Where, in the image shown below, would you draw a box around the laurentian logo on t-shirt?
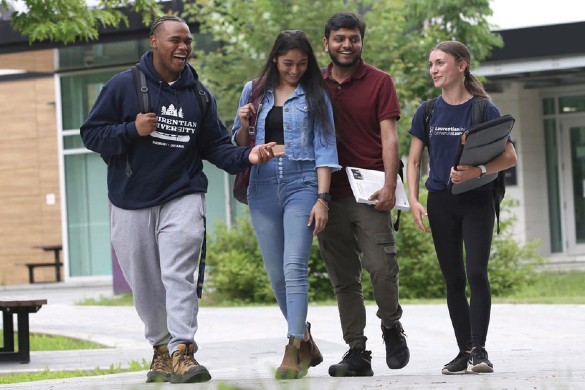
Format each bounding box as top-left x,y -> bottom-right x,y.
429,126 -> 465,138
150,104 -> 197,148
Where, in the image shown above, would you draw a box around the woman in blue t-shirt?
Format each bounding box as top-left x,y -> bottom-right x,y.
407,41 -> 516,374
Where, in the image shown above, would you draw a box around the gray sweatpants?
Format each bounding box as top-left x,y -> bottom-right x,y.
110,194 -> 205,354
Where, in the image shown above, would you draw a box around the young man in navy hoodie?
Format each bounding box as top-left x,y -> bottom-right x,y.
81,16 -> 278,383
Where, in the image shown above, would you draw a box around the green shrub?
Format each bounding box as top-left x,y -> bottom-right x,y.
390,192 -> 544,298
489,199 -> 545,297
206,215 -> 275,303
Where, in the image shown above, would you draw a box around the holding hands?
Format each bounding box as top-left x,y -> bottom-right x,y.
248,142 -> 284,164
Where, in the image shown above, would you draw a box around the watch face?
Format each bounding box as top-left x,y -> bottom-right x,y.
317,192 -> 331,202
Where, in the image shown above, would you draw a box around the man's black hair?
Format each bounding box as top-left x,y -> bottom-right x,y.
325,12 -> 366,40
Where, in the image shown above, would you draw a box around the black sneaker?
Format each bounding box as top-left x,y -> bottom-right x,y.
469,347 -> 494,374
382,321 -> 410,370
441,351 -> 470,375
329,348 -> 374,377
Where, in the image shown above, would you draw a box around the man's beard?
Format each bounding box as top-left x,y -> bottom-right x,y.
329,52 -> 362,68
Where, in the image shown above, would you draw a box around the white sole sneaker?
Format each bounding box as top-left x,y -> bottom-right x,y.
467,362 -> 494,374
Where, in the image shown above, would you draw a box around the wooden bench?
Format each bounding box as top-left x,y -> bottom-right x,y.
24,262 -> 63,284
0,298 -> 47,363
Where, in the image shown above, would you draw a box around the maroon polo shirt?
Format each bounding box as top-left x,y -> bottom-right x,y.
323,60 -> 400,199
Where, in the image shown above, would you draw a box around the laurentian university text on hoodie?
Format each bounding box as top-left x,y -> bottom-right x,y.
81,52 -> 250,209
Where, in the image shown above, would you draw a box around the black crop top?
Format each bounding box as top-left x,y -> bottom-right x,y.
264,106 -> 284,145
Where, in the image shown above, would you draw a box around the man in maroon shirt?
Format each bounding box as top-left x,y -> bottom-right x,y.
319,13 -> 410,376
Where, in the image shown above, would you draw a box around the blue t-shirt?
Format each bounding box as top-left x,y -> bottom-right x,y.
408,96 -> 501,191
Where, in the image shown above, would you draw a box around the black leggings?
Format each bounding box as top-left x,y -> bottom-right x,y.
427,190 -> 495,351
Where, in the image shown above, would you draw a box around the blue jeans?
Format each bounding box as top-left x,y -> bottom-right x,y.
248,156 -> 317,338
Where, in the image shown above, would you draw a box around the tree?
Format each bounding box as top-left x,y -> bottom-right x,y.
182,0 -> 501,155
0,0 -> 162,44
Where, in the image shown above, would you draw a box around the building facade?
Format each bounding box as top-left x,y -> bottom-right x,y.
475,22 -> 585,269
0,19 -> 585,285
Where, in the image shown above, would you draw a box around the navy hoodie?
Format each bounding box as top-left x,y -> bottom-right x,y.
81,51 -> 250,210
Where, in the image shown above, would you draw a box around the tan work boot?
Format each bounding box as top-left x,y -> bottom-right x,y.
299,322 -> 323,370
146,345 -> 173,383
171,344 -> 211,383
274,337 -> 307,379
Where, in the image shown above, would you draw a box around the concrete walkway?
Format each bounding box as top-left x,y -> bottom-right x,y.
0,283 -> 585,390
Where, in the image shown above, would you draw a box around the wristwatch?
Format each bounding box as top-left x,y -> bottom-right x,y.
317,192 -> 331,203
477,164 -> 487,179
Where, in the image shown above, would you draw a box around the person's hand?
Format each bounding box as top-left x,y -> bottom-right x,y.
369,186 -> 396,211
449,165 -> 481,184
238,103 -> 256,129
248,142 -> 284,164
307,200 -> 329,236
410,202 -> 430,233
136,112 -> 158,137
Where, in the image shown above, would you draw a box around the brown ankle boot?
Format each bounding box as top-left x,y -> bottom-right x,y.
171,344 -> 211,383
275,337 -> 307,379
299,322 -> 323,370
146,345 -> 173,383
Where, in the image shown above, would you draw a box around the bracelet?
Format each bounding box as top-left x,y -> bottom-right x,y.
317,198 -> 329,210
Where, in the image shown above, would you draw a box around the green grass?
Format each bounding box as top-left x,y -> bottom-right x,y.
0,329 -> 108,351
495,272 -> 585,304
0,272 -> 585,384
75,294 -> 134,306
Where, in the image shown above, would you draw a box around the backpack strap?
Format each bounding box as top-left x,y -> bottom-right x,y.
423,98 -> 437,149
195,79 -> 210,119
394,159 -> 404,231
471,96 -> 489,126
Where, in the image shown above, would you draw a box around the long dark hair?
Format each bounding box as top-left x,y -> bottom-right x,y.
431,41 -> 490,99
250,30 -> 335,139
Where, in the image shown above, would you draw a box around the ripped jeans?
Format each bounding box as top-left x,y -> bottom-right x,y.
319,197 -> 402,348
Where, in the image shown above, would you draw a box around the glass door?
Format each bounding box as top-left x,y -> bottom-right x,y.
561,118 -> 585,255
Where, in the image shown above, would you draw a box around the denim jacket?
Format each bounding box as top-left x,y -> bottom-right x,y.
232,81 -> 341,172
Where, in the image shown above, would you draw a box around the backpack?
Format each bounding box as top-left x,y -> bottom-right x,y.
423,96 -> 506,234
100,65 -> 209,165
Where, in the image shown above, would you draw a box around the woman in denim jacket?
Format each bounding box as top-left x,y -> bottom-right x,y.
232,30 -> 340,379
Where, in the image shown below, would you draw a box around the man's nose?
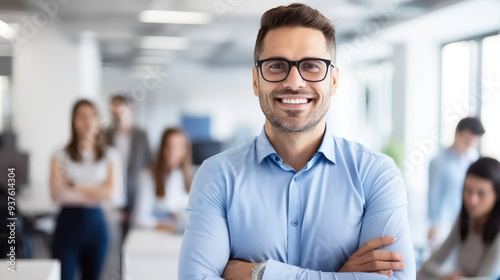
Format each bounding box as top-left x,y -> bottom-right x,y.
283,66 -> 306,90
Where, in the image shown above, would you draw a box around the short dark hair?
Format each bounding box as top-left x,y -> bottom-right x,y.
457,117 -> 485,135
254,3 -> 336,62
460,157 -> 500,244
111,93 -> 132,105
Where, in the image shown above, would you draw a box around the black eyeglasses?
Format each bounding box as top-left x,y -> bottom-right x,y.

> Task directions
Rewrite the rows above, requests included, starting at the first row and ending at the row that contains "323,60 -> 400,199". Shift every bounding-box coordinate in the answers by adding 72, and leave the pictures out.

> Result of the task
Where, in the image shown below, would you draw a box around the laurentian logo on t-shirt?
Format each bounding box as top-left x,y -> bottom-right x,y.
501,198 -> 537,210
222,176 -> 269,220
Where, in the image shown above, would you draw a box around the woman in blue t-shirt?
Format each bounding box as top-left x,y -> bottom-right x,y.
479,113 -> 588,446
Where, in the image shown above, would you draw a box around the gray sweatpants?
Format each bounding box as top-left x,y -> bottom-right x,y.
182,266 -> 277,426
Where, in the image shown above, would you draw a box around the young man in navy hoodie?
Format each bounding box as top-left x,y -> bottom-right x,y.
153,88 -> 350,455
Where, in the image shown above, would you draw a box around the green shrub?
Format each bounding box as top-left x,y -> bottom-right x,y.
462,264 -> 616,370
561,271 -> 617,369
278,287 -> 347,375
Where, in the image shown above, would you draw a box around the holding hands?
Format each bounding box as top-left x,y -> bottom-right x,y.
320,214 -> 356,236
Where, in the image shown above, would you draw a box around the watch face?
Format each bounding box as top-left x,y -> bottom-right x,y.
389,264 -> 403,274
Where, in the image shown above, would you draw a box around the man's black hair?
Format each bounding box as top-left x,y -> bottom-right x,y.
397,84 -> 438,112
Where, in the image shown above, would you draw a box around the black sneaker?
Format each bounding box as top-left x,y -> bottom-right x,y.
541,419 -> 566,446
454,393 -> 482,442
513,423 -> 542,447
401,420 -> 446,449
Where, in the image shown above, would you draw a box around the man's beard?
Format each bounding box as top-left x,y -> bottom-right x,y.
401,124 -> 434,140
Where, in the image shown above, would you draw a box around the white sole sneaker?
Format each bounding box as top-left x,y -> bottom-right x,y.
539,434 -> 566,446
Where, in the image shown above, would you draw a box around the wooden bench?
Format each bounding box as top-left x,y -> bottom-right x,y.
96,334 -> 135,356
72,370 -> 119,435
Where, in the image shown above, would you draw a box around the maroon polo shirt?
Format each bounding box as top-left x,y -> bottom-right x,y.
395,132 -> 472,271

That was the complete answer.